# Directions
Copy word for word the lines of the records below that run from the line containing "Where can the cloud" up to and including the line containing "point(192, 284)".

# Task data
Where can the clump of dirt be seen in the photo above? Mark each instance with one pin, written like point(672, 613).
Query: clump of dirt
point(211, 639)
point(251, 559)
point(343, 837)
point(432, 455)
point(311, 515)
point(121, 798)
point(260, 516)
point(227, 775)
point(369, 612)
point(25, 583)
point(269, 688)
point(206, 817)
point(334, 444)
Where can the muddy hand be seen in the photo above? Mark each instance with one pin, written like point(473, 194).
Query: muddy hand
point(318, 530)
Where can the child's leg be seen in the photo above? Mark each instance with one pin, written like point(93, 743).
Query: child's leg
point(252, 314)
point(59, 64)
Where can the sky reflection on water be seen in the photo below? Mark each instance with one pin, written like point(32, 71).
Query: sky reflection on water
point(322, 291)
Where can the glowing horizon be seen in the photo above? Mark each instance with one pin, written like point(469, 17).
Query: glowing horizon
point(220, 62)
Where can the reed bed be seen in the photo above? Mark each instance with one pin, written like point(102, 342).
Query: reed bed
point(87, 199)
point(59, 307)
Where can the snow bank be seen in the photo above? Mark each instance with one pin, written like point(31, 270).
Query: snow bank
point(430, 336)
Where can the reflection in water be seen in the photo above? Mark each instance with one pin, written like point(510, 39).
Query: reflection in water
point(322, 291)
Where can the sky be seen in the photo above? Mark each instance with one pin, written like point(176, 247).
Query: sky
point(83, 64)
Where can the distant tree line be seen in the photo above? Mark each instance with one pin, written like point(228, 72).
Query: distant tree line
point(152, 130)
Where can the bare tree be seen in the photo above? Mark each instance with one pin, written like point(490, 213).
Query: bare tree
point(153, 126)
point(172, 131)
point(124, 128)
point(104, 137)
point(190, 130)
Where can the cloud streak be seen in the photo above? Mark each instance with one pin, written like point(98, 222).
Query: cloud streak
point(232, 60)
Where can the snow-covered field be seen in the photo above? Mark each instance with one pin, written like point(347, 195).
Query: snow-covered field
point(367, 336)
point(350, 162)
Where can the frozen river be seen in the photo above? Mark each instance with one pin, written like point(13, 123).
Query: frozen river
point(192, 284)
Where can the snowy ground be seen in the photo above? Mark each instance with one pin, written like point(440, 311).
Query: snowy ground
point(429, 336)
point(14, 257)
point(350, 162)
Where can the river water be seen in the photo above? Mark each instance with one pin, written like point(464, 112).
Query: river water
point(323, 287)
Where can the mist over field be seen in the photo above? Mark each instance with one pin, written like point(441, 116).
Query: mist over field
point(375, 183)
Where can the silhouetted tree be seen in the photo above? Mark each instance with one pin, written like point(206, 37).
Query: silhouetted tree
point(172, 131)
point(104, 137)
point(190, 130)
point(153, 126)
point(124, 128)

# Exercise output
Where can the cloud streak be seen in the photo above? Mark each instance with one pin, written like point(98, 222).
Query: cloud streak
point(232, 60)
Where can the snow-covered field be seen in the photo above? Mark each instance with one pin, written like point(347, 195).
Query: snow-covered field
point(367, 336)
point(350, 162)
Where can the frozen river be seen in the photo above? Mark each instance with one pin, written like point(13, 123).
Query: frozen river
point(192, 284)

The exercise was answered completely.